» SUPPLIED DATA
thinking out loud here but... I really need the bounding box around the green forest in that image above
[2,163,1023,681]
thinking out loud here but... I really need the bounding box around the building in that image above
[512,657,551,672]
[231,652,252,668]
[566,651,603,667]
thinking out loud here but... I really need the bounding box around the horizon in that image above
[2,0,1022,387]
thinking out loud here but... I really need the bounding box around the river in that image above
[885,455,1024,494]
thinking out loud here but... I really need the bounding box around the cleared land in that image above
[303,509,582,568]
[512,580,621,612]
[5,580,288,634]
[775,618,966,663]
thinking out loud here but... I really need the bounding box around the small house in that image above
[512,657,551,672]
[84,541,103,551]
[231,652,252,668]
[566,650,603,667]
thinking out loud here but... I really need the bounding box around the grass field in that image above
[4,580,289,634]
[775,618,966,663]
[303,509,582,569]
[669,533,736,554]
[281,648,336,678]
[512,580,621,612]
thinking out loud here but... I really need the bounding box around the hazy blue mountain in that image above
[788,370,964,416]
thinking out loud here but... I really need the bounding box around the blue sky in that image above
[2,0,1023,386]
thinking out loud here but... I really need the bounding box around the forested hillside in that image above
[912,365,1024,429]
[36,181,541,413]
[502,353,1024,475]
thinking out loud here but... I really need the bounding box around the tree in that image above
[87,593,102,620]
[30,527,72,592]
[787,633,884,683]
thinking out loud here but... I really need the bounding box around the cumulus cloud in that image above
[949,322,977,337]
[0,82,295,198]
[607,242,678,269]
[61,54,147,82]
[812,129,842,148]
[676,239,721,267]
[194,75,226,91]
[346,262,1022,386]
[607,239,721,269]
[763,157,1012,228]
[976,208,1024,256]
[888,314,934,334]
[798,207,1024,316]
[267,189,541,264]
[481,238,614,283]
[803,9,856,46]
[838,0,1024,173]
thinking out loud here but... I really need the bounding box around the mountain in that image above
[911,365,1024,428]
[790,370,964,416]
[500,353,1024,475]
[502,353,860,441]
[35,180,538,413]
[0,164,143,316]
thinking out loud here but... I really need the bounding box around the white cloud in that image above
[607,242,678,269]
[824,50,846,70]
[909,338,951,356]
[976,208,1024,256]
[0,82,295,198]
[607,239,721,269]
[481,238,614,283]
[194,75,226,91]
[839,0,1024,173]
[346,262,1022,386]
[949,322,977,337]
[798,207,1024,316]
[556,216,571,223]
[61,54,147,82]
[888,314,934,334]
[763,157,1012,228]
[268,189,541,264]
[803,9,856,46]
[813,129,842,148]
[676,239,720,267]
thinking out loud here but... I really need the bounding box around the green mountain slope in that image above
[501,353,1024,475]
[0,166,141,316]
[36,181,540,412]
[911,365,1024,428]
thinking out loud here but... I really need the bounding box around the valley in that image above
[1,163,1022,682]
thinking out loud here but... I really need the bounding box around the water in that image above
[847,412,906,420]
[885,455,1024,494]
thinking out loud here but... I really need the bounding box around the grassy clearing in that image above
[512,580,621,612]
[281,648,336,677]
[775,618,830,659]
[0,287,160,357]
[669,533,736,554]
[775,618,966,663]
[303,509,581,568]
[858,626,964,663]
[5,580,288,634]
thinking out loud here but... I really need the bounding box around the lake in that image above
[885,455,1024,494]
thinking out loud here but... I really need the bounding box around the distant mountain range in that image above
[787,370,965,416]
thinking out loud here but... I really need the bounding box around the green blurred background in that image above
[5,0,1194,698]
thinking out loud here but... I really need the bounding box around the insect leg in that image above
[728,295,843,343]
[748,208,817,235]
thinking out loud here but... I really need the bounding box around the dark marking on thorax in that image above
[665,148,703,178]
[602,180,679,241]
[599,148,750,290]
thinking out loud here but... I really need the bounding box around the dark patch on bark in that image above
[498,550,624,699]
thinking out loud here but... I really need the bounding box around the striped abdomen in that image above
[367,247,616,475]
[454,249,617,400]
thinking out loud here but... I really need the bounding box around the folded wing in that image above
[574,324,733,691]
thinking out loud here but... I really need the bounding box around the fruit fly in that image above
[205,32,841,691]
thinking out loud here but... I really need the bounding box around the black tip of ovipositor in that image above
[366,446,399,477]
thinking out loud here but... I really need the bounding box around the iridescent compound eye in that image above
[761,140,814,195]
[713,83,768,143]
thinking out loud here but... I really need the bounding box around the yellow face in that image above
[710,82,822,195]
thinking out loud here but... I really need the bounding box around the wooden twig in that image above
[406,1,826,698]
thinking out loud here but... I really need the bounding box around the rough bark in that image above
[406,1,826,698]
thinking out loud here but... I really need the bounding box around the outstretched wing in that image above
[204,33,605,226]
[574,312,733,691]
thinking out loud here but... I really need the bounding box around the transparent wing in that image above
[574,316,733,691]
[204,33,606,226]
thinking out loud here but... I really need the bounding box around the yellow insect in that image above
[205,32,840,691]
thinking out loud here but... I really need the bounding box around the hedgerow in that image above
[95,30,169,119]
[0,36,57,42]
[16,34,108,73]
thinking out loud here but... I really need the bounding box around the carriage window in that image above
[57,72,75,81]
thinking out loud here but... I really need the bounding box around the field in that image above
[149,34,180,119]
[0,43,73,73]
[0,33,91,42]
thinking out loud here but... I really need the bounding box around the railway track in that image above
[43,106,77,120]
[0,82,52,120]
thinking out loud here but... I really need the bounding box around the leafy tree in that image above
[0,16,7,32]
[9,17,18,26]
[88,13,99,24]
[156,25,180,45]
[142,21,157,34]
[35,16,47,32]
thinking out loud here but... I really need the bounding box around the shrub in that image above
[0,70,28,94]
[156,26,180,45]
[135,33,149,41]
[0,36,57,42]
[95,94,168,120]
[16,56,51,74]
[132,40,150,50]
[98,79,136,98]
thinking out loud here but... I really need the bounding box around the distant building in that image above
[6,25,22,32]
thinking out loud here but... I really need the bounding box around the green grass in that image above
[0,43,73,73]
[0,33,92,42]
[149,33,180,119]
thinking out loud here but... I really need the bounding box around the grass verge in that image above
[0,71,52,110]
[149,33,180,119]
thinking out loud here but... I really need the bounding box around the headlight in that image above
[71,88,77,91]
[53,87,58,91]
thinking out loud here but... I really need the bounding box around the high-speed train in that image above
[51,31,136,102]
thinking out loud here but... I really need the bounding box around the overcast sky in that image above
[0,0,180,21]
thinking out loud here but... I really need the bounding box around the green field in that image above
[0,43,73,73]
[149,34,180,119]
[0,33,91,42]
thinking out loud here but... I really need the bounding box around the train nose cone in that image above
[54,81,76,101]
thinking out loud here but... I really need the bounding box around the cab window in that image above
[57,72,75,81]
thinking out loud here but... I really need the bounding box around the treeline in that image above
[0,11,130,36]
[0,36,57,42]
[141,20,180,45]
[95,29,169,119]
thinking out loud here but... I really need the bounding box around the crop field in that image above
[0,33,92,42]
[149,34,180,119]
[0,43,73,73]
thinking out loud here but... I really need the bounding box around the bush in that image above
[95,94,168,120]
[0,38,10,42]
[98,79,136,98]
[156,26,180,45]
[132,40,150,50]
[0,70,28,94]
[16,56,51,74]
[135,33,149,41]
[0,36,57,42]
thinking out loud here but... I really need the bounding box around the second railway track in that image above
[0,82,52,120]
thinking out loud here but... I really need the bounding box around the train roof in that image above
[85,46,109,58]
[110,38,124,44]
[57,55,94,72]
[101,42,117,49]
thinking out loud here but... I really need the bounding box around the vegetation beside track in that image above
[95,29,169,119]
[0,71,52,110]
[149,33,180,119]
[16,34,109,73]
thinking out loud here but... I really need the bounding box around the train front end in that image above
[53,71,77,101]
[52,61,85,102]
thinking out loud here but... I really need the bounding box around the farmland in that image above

» WHAT YOU SHOULD DO
Beginning with the line that contains "beside track in that image above", repeat every line through the end of the records and nothing more.

» RESPONSE BELOW
thinking out loud here but... I really need the bounding box around the vegetation beside track in that image above
[95,29,169,119]
[0,71,52,110]
[149,33,180,119]
[16,34,109,73]
thinking out loud here but... I really need the bounding box around the train front end in that image above
[53,71,77,101]
[52,61,85,102]
thinking out loud here but... I really need the bounding box around the farmland in that image above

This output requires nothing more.